## Work to complete
An exact copy is needed of the lines from the line holding "Mark the grass" through the final line of the listing below, both included.

*** Opening of Listed records ***

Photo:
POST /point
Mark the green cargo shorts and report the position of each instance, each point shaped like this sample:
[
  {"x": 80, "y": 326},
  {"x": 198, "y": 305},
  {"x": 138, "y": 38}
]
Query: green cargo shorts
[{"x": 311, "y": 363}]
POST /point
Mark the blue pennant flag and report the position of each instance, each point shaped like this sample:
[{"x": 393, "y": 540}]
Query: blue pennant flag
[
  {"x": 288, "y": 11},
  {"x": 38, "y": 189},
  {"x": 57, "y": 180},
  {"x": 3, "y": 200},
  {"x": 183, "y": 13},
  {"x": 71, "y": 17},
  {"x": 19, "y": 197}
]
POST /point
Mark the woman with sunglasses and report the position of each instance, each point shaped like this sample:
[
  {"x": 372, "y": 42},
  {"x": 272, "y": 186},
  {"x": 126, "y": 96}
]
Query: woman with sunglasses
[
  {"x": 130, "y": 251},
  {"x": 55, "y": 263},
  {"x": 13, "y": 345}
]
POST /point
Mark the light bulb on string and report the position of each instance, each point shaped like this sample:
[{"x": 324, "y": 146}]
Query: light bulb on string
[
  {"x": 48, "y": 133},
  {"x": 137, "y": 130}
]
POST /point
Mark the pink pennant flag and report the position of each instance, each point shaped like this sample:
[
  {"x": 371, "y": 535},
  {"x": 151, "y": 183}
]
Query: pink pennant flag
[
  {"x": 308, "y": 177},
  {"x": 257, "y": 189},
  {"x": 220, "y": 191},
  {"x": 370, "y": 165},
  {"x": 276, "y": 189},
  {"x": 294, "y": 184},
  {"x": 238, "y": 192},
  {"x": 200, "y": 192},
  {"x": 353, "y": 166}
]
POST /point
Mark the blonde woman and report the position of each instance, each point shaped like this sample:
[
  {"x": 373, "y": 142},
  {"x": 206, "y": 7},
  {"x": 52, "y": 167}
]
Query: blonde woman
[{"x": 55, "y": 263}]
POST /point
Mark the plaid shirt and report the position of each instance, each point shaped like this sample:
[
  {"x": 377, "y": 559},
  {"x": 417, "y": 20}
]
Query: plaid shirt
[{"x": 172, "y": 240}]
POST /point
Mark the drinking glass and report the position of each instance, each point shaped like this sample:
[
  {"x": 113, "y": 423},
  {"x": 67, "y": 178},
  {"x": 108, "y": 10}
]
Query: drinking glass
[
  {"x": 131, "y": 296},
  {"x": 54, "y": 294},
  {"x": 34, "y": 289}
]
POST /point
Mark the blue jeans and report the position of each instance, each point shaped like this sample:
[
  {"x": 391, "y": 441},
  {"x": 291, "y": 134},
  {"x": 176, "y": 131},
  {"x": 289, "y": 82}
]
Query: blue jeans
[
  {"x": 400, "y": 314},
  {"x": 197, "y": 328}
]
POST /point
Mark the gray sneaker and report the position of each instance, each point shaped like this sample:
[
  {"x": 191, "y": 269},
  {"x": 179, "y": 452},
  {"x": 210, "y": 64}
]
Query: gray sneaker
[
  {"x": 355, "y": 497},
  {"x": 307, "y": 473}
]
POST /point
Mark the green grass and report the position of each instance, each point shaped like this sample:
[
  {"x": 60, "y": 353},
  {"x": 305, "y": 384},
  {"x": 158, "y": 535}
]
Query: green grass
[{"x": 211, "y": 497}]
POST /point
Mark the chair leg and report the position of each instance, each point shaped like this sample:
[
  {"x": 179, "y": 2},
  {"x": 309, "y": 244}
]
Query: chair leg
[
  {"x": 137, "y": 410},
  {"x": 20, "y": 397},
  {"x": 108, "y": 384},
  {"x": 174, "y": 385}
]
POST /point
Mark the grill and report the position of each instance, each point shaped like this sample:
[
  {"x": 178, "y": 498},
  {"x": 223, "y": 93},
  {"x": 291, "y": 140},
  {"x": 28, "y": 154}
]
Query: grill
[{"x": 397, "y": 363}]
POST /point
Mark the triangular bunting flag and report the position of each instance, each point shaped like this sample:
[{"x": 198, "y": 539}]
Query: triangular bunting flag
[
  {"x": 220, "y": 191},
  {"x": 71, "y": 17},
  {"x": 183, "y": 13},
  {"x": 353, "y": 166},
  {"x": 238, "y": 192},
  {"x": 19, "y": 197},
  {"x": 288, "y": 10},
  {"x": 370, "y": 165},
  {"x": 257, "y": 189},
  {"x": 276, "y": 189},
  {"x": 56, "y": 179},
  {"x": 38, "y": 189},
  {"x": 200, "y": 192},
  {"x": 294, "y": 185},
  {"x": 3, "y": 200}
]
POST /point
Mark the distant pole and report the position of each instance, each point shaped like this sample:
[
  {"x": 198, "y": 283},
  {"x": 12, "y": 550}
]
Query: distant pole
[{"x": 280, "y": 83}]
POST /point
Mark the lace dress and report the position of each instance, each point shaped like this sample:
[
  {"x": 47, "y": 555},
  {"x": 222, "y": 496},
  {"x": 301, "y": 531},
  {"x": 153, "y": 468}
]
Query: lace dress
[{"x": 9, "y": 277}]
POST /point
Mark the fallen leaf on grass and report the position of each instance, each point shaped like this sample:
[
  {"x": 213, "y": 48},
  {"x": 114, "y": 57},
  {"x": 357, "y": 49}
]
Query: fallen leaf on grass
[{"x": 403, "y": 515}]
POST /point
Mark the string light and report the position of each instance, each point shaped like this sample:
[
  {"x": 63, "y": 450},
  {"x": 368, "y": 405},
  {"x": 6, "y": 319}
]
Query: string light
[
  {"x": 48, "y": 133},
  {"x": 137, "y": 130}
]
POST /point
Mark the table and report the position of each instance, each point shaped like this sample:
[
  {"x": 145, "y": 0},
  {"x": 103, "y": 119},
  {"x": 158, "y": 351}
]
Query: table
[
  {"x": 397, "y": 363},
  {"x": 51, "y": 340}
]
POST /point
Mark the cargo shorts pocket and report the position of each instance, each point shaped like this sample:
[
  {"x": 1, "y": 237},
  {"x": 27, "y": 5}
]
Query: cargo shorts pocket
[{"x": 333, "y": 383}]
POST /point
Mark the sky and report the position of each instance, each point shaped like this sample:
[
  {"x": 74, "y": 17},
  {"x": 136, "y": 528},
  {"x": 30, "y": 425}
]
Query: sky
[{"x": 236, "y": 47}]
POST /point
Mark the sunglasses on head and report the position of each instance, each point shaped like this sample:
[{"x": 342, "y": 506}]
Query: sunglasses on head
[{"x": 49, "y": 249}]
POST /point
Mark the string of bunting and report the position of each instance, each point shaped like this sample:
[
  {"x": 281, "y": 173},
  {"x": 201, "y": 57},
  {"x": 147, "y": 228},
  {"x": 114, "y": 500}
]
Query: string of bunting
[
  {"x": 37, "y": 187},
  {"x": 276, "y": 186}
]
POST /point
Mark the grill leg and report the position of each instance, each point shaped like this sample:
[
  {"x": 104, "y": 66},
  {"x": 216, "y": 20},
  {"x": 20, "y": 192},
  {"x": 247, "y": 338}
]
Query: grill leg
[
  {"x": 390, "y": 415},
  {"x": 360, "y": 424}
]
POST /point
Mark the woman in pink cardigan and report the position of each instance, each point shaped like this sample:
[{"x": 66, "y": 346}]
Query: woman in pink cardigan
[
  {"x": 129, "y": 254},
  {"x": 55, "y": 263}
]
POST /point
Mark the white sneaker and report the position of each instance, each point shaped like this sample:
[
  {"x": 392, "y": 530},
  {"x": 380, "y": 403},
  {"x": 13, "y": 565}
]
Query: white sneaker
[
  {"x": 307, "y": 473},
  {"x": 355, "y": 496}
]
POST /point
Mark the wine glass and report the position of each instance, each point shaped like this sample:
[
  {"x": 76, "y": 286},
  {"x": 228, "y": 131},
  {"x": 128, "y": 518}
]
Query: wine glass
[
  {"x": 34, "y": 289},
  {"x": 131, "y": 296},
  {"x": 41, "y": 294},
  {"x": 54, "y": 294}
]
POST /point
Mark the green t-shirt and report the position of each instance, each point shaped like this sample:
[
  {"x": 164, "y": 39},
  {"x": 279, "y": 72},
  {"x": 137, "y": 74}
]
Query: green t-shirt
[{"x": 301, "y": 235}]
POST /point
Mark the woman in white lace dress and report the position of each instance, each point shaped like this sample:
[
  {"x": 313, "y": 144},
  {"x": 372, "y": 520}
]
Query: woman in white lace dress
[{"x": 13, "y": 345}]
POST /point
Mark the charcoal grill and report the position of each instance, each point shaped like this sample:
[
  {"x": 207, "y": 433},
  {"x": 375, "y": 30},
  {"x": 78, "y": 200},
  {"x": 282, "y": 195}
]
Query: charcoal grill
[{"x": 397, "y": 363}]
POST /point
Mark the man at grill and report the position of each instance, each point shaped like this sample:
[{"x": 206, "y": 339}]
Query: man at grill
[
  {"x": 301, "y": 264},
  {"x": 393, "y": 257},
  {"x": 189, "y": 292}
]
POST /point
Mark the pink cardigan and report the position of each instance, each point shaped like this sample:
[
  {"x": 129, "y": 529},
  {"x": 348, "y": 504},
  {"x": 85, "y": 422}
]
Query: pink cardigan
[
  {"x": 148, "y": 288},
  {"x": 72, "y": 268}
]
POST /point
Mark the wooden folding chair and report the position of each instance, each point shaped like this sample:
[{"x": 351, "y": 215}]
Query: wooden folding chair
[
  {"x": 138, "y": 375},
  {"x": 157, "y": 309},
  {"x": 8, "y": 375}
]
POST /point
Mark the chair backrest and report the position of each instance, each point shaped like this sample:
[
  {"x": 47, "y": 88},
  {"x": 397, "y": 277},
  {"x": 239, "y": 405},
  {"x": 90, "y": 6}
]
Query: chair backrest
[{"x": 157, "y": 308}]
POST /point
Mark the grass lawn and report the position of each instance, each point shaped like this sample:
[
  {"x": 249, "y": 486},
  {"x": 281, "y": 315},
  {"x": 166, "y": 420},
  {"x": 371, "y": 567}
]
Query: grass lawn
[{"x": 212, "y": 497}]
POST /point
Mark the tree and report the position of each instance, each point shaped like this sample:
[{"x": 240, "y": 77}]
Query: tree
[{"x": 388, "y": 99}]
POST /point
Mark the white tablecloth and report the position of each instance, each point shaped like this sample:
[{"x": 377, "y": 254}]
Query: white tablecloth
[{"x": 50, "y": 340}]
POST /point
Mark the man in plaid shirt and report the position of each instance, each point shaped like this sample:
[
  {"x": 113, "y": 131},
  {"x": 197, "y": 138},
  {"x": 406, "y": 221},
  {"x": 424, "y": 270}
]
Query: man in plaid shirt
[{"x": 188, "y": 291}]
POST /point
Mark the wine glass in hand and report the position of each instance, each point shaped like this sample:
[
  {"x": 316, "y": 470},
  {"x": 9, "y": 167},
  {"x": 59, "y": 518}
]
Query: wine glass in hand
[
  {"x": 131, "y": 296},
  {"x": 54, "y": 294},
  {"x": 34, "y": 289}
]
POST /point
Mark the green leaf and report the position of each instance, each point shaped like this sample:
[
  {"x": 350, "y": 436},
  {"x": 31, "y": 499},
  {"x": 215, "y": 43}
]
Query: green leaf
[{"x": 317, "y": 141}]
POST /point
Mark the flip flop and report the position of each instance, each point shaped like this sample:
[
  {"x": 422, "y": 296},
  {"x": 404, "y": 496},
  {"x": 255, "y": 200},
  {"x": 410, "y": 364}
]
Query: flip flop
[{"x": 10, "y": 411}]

*** Close of Listed records ***

## Exercise answer
Mark the grass lawn and report the position of each instance, each point shaped like this sample:
[
  {"x": 249, "y": 486},
  {"x": 281, "y": 315},
  {"x": 166, "y": 420},
  {"x": 371, "y": 567}
]
Query: grass lawn
[{"x": 212, "y": 497}]
POST /point
Mark the tree and report the position of each instance, each point shaped like this sample:
[{"x": 240, "y": 77}]
Query: tree
[{"x": 388, "y": 99}]
POST /point
Mark the white tablecloth and report the position of each instance, each point shaped like this sample:
[{"x": 377, "y": 254}]
Query: white tablecloth
[{"x": 50, "y": 340}]
POST /point
Mark the man in plaid shirt and report the position of each instance, each point shaped like this sample:
[
  {"x": 113, "y": 131},
  {"x": 197, "y": 138},
  {"x": 406, "y": 221},
  {"x": 424, "y": 270}
]
Query: man in plaid shirt
[{"x": 188, "y": 291}]
POST /point
Mark the wine glass in hand and report the position of each instance, each point shaped like this sample:
[
  {"x": 316, "y": 470},
  {"x": 9, "y": 167},
  {"x": 59, "y": 518}
]
Query: wine glass in hand
[
  {"x": 131, "y": 296},
  {"x": 54, "y": 294},
  {"x": 34, "y": 289}
]
POST /point
Mark the green leaf and report the position of each instance, each point shaped like this sample:
[
  {"x": 350, "y": 436},
  {"x": 31, "y": 499},
  {"x": 215, "y": 43}
]
Query: green leaf
[{"x": 317, "y": 141}]
POST /point
Mark the flip flop and report the position of each instance, each point shaped like this sample:
[
  {"x": 422, "y": 296},
  {"x": 404, "y": 496},
  {"x": 255, "y": 200},
  {"x": 410, "y": 364}
]
Query: flip flop
[{"x": 10, "y": 411}]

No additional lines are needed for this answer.